TEXT PASSAGE:

The Commission’s legislative proposals are forwarded to the European Parliament and to the Council. The relevant parliamentary committee for examination of the Commission proposal appoints a rapporteur who is responsible for presenting a draft report to the committee proposing amendments to the proposal. The proposals are far too complicated for anyone other than experts in the EU to further it, which is also undemocratic. The parliamentary committee responsible votes on the Commission’s proposal as amended on the basis of a simple majority. The committee proposes to the plenary either the approval or the rejection of the Commission proposal, or the tabling of amendments. Further amendments to the report may be tabled by political groups or at least 37 Members and put to the plenary’s vote.

The Commission may alter its legislative proposal in order to incorporate European Parliament amendments if it believes it will improve the initial proposal or are likely to facilitate an agreement. However, the European Parliament most of the time votes to tighten the Commission’s proposals such has happened on pesticides ban Regulation and the working time directive.

DATA:
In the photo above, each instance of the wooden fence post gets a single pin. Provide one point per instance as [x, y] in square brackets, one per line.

OBJECTIVES:
(A) In the passage on how EU laws are made, change "rapporteur" to "lead member" and write out the part starting with "The Commission’s legislative" and going on through "the plenary’s vote.".
(B) Write what comes next in the passage on how EU laws are made, picking up after its last sentence.
The listing is separate material and is not part of the passage.

EXPECTED RESULTS:
(A)
The Commission’s legislative proposals are forwarded to the European Parliament and to the Council. The relevant parliamentary committee for examination of the Commission proposal appoints a lead member who is responsible for presenting a draft report to the committee proposing amendments to the proposal. The proposals are far too complicated for anyone other than experts in the EU to further it, which is also undemocratic. The parliamentary committee responsible votes on the Commission’s proposal as amended on the basis of a simple majority. The committee proposes to the plenary either the approval or the rejection of the Commission proposal, or the tabling of amendments. Further amendments to the report may be tabled by political groups or at least 37 Members and put to the plenary’s vote.

(B)
The Council’s preparatory work takes place within working parties. The working parties consist of officials from the Member States who prepare the dossiers at technical level and they are chaired by the Member State holding the Presidency of the Council. This preparatory work runs simultaneously with the European Parliament’s activity.

The Permanent Representatives Committee or “Coreper” consists of theMember States’ ambassadors to the European Union (“Permanent Representatives”) and national civil servants. It is chaired by the Member State which holds the Council Presidency. Coreper assists the Council in dealing with proposals for legislation. Coreper prepares every Council decision taken at Ministerial level. It seeks to reach agreement at its own level on each dossier otherwise it may suggest solutions to the Council. The Council of Ministers adopts the decisions prepared by Coreper either without debate, when an agreement has already been found (“A” item), or with debate (“B” item). This, too, therefore is undemocratic.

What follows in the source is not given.